**DOKUMENTTEXT**:
:::::

Ich habe ähnliche Abstürze mal unter FreeBSD gehabt, da ist er bei seltsamen Font-Einstellungen erst kurz eingefroren und dann abgestürzt. Ansonsten hilft auch immer das Starten aus dem xterm (o.ä.) heraus, um etwaige Fehlermeldungen im Fenster zu sehen.

----------

## canibuz

Profile verzeichniss löschen/umbenennen bringt nichts.

An den Fonts sollte es eigentlich nicht liegen dürfen ... nur Arial und Sans Serif.

wenn ich in der Konsole ihn starte kommt dort nichtmal eine Fehlermeldung ...

:::::

Datensatzauszüge zum Zeigen auf Objekte:
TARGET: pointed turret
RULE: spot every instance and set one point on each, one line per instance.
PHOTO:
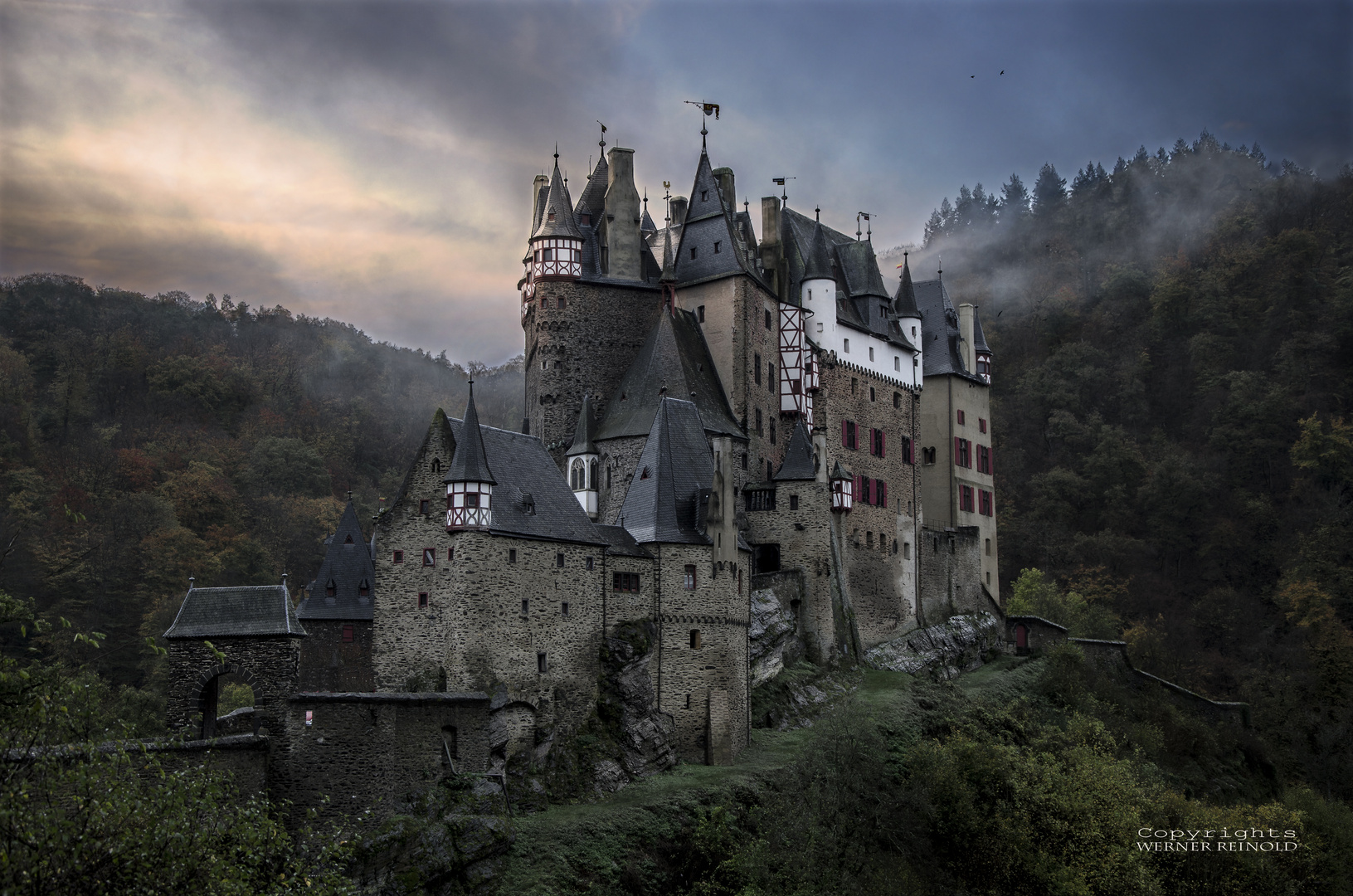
(470, 482)
(557, 242)
(904, 304)
(583, 460)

:::::

**AUFGABENSAMMLUNG**:
• 1. Übertrage den Satz „Ansonsten hilft auch immer das Starten aus dem xterm (o.ä.) heraus, um etwaige Fehlermeldungen im Fenster zu sehen.“ aus dem Dokumenttext ins Englische.
• 2. Gib den Abschnitt des Dokumenttexts von „Ich habe ähnliche“ bis einschließlich „eine Fehlermeldung ...“ unverändert aus.

**LÖSUNGEN**:
• 1. Otherwise, it always helps to start it from within xterm (or similar) so you can see any error messages in the window.

• 2.
Ich habe ähnliche Abstürze mal unter FreeBSD gehabt, da ist er bei seltsamen Font-Einstellungen erst kurz eingefroren und dann abgestürzt. Ansonsten hilft auch immer das Starten aus dem xterm (o.ä.) heraus, um etwaige Fehlermeldungen im Fenster zu sehen.

----------

## canibuz

Profile verzeichniss löschen/umbenennen bringt nichts.

An den Fonts sollte es eigentlich nicht liegen dürfen ... nur Arial und Sans Serif.

wenn ich in der Konsole ihn starte kommt dort nichtmal eine Fehlermeldung ...